Copy everything from the line containing "Target: building facade" down to the line containing "Locate the innermost point of each instance of the blue", both of those lines included, with no changes.

>> Start Material for this exercise

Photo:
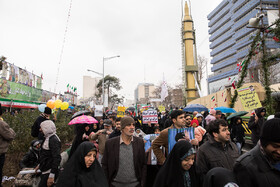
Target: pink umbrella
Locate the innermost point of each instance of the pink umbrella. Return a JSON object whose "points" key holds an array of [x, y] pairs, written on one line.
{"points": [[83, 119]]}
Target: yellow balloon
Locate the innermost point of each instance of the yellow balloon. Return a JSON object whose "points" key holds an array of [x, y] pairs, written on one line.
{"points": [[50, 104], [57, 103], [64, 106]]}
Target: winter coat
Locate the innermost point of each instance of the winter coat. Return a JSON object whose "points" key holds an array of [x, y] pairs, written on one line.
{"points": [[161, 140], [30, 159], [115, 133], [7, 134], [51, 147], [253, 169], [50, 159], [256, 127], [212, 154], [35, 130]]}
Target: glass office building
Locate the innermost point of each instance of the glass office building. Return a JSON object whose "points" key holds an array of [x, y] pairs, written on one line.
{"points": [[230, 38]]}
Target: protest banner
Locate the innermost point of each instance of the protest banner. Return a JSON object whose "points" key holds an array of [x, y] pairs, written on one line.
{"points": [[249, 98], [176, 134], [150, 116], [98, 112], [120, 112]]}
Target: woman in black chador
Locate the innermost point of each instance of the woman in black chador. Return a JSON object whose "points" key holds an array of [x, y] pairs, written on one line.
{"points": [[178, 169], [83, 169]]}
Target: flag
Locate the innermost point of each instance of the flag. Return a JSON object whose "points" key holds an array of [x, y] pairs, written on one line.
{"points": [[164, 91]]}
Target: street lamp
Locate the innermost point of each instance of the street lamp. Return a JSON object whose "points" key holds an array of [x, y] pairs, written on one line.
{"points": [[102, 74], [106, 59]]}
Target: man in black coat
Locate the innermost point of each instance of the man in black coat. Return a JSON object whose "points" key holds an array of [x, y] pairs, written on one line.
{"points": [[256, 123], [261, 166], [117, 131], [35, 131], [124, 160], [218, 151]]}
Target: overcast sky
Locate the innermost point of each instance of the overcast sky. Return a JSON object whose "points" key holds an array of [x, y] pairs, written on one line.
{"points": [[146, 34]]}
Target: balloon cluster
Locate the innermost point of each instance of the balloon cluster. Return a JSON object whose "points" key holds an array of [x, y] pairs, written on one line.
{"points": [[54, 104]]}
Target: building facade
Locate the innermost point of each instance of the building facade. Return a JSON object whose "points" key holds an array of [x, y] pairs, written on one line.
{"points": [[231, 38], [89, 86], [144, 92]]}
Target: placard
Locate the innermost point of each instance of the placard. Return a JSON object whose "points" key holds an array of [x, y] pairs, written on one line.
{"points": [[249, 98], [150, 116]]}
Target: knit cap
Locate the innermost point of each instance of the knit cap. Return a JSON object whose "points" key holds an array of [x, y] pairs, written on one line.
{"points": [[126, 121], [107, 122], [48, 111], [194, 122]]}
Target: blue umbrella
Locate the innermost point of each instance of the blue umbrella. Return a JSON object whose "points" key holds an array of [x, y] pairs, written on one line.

>> End Material for this exercise
>> Start Material for this exercise

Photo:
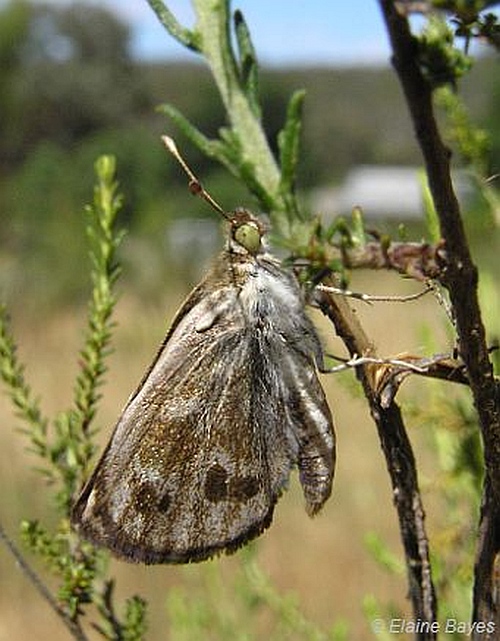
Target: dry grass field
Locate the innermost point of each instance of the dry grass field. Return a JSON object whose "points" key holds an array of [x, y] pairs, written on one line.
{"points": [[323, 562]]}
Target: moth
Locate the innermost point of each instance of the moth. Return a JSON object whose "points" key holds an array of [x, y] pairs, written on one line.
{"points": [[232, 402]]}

>> End Material for this exercise

> **Written response**
Target: building facade
Locate the innermost point of each instance of the building facade. Return a JSON object whose "points" key holds an array of [x, y] pairs, written on one line.
{"points": [[231, 38], [89, 86], [144, 92]]}
Target: placard
Locate the innermost point of each instance of the placard. Return a JSON object whose "points" key holds an array of [x, y] pairs, written on one line.
{"points": [[249, 98], [150, 116]]}
Target: knit cap
Locate the innermost point of each instance of the knit cap. Return a JSON object whose "points" key holds an array of [x, y] pairs, written on one line.
{"points": [[126, 121], [107, 122], [48, 111], [194, 122]]}
Target: blue umbrella
Locate the innermost point of each instance of the blue umbrella. Return a JSON object whose "points" key holds an array of [x, y] pairs, written on one line.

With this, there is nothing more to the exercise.